─── RECORD LIST ───
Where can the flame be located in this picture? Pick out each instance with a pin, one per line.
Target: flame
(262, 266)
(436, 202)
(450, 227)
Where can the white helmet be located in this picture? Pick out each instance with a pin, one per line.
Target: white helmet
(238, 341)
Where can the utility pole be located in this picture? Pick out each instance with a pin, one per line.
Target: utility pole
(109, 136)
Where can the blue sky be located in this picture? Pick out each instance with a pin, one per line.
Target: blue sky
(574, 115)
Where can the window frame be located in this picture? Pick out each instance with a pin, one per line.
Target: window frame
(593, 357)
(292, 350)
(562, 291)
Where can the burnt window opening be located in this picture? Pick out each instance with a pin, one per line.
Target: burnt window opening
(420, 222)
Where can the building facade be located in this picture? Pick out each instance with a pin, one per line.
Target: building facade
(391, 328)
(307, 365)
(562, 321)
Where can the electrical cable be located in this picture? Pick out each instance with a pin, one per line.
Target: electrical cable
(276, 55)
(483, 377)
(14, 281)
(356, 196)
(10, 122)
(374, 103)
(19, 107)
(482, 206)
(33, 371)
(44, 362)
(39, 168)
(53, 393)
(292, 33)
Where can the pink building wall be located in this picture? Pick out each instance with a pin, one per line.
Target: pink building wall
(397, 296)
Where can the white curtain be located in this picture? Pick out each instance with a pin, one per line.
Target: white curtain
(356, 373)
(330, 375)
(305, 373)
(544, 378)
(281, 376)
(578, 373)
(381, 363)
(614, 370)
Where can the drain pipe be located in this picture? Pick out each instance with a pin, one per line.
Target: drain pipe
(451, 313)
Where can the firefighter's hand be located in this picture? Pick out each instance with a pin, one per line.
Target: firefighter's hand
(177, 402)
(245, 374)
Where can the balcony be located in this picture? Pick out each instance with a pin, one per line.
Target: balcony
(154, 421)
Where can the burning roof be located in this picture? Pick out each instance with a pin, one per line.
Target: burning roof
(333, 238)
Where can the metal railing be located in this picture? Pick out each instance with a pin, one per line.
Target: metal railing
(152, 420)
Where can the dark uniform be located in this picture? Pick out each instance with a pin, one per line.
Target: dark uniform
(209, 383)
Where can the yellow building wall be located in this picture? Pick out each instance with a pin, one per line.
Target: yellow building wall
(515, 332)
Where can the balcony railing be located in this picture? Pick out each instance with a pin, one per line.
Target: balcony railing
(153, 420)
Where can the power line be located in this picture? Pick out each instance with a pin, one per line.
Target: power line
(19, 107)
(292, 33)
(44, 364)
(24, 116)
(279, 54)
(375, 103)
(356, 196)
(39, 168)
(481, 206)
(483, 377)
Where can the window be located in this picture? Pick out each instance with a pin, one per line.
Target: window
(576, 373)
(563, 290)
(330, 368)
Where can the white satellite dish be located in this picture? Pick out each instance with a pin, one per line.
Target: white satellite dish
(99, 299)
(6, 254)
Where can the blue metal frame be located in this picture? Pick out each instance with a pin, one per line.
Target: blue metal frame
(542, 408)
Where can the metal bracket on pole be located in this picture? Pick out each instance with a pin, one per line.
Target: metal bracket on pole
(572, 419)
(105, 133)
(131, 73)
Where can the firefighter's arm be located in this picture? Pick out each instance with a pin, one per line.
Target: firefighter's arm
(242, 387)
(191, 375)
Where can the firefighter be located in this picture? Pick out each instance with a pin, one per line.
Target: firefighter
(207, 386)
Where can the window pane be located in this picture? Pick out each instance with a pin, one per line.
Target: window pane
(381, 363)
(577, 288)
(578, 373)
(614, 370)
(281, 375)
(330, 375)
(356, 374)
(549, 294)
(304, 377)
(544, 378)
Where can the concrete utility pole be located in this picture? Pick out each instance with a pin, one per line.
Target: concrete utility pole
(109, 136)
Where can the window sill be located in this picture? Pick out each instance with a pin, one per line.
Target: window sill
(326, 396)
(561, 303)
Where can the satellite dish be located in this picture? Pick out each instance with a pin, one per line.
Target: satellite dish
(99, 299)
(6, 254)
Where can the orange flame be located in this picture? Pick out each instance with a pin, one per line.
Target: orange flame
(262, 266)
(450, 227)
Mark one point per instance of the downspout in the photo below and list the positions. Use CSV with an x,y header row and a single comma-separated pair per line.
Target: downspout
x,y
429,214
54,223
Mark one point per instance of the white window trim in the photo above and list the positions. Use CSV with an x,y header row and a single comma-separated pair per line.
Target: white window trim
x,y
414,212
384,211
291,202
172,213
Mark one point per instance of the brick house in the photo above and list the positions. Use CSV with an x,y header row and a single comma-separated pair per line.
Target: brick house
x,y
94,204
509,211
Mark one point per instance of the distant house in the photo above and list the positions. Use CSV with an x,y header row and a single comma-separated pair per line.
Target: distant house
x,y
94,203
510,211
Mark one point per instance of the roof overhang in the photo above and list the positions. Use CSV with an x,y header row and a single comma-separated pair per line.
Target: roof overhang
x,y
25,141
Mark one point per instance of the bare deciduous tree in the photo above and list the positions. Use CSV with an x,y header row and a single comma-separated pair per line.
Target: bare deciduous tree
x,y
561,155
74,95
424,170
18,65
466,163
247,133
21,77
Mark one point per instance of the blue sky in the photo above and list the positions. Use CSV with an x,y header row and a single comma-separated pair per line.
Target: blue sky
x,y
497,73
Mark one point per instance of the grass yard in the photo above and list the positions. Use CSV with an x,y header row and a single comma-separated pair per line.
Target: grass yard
───
WORK INSTRUCTIONS: Retype every entry word for word.

THE COMPLETED TASK:
Where can the flame be located in this picture? Pick out each instance with a pin, one per line.
Target: flame
(262, 266)
(436, 202)
(450, 227)
Where can the white helmet be located in this picture? Pick out each instance with a pin, one per line.
Target: white helmet
(238, 341)
Where can the utility pole be located in this picture? Pick out each instance with a pin, one per line.
Target: utility pole
(109, 136)
Where can the blue sky be located in this picture? Pick out each instance with a pin, one per line.
Target: blue sky
(574, 115)
Where can the window frame be located in this picture? Pick out each instance with a pin, one per line.
Target: window frame
(593, 357)
(292, 350)
(562, 291)
Where can the burnt window opening be located in this picture? Pick out each instance with a pin, one per line.
Target: burnt window opening
(420, 222)
Where can the building facade be located in this picture? Pick out each instance with a pin, one per line.
Target: building facade
(391, 328)
(307, 365)
(562, 321)
Where can the electrical cable be located in this picture? Pick out each instance with a pin, one per line.
Target: electrical cable
(276, 55)
(483, 377)
(14, 281)
(356, 196)
(10, 122)
(374, 103)
(19, 107)
(482, 206)
(33, 371)
(44, 362)
(39, 168)
(53, 393)
(292, 33)
Where can the pink building wall be located in this picture? Pick out each instance with a pin, one per line.
Target: pink building wall
(397, 296)
Where can the white curtain be located in this picture? Pick out each instance with a pin, one per line.
Target: white curtain
(356, 373)
(330, 375)
(305, 373)
(544, 378)
(281, 376)
(578, 373)
(381, 363)
(614, 370)
Where can the drain pipe be located in this picture? Pick out each instance with a pin, one per line.
Target: drain pipe
(451, 313)
Where can the firefighter's hand be located in this picture? Pick out each instance with a pin, one per line.
Target: firefighter's hand
(177, 402)
(245, 374)
Where can the balcony be located in this picture? Pick out each instance with a pin, one per line.
Target: balcony
(154, 421)
Where can the burning roof be located in this picture? Pick out each instance with a pin, one per line.
Target: burning roof
(333, 238)
Where can the metal railing be located in this picture? Pick out each instance with a pin, one per line.
Target: metal railing
(152, 420)
Where can the dark uniform be located in this picture? Pick out each instance with a pin, one per line.
Target: dark uniform
(209, 383)
Where can the yellow building wall be located in this picture? Pick out each instance with a pin, one per line.
Target: yellow building wall
(515, 332)
Where can the balcony railing be located in this picture? Pick out each instance with a pin, one per line.
Target: balcony railing
(153, 420)
Where can the power line be located in this picture? Pick out each instance with a pin, one per line.
Target: power line
(19, 107)
(292, 33)
(44, 364)
(24, 116)
(279, 54)
(375, 103)
(356, 196)
(39, 168)
(481, 206)
(483, 377)
Where can the window be located in this picture? Pick out each instance with a pin, one per line.
Target: window
(576, 373)
(563, 290)
(330, 368)
Where can the white satellite dish be located in this picture? Pick out each instance with a pin, one per line.
Target: white satellite dish
(99, 299)
(6, 254)
Where can the blue metal frame be located in this picture? Pick out each instance with a pin, one per line.
Target: blue metal frame
(542, 408)
Where can the metal bracket on pole be located in this picture? Pick out each instance with a pin, one per line.
Target: metal bracket on pole
(572, 419)
(105, 133)
(131, 73)
Where can the firefighter's arm be located in this picture? Pick out each instance with a pin, one per line.
Target: firefighter's arm
(242, 387)
(191, 375)
Where can the firefighter be located in this picture? Pick out each instance with a pin, one per line.
Target: firefighter
(207, 386)
Where can the window pane be located in this picture? Pick out each instance with a pin, one per line.
Target: window pane
(381, 363)
(577, 288)
(578, 373)
(614, 370)
(281, 375)
(330, 375)
(356, 374)
(549, 294)
(304, 377)
(544, 378)
Where can the concrete utility pole be located in this picture? Pick out each instance with a pin, one per line.
Target: concrete utility pole
(109, 136)
Where can the window sill be located in this picture? Pick out each instance with a pin, one per line.
Target: window sill
(326, 396)
(561, 303)
Where can the satellite dish be located in this picture? Pick out each instance with a pin, one per line.
Target: satellite dish
(99, 299)
(6, 254)
Where can the orange flame be located in this picture? Pick out each instance with a pin, one per line.
Target: orange flame
(262, 266)
(450, 227)
Mark one point per instance of the downspout in the photo below and list the positions. Use CSV with an x,y header row and a single comma-separated pair per line.
Target: downspout
x,y
429,214
54,223
Mark one point per instance of the white window trim in the photo above and list the positions. Use CSV with an x,y header row and a single comma-separated pair per line.
Target: white window trim
x,y
414,212
384,211
291,202
172,213
Mark one point per instance of the brick house in the photo above and list the positions. Use CSV with an x,y header row and a single comma-separated pair per line.
Target: brick house
x,y
94,204
509,211
Mark one point per instance of the distant house in the photo above and list the positions. Use CSV with an x,y header row and a single comma-separated pair per line.
Target: distant house
x,y
94,203
510,211
Mark one point per instance of the roof overhang in the photo above and list the positions. Use CSV with an x,y header row and a single comma-separated pair per line.
Target: roof overhang
x,y
25,141
Mark one point per instance of the bare deciduous tree in the photo above and list the positions. Use CSV with an x,y header row and a single comma-separated pair per line.
Target: bare deciduous tree
x,y
561,155
74,95
424,170
18,65
466,163
247,133
21,77
Mark one point per instance of the blue sky in the photo above and list the positions. Use CSV with an x,y header row and a single comma-separated pair per line.
Target: blue sky
x,y
497,73
Mark one point per instance of the grass yard in the photo above and list the positions. Use CSV with an x,y header row and a single comma-separated pair per line.
Target: grass yard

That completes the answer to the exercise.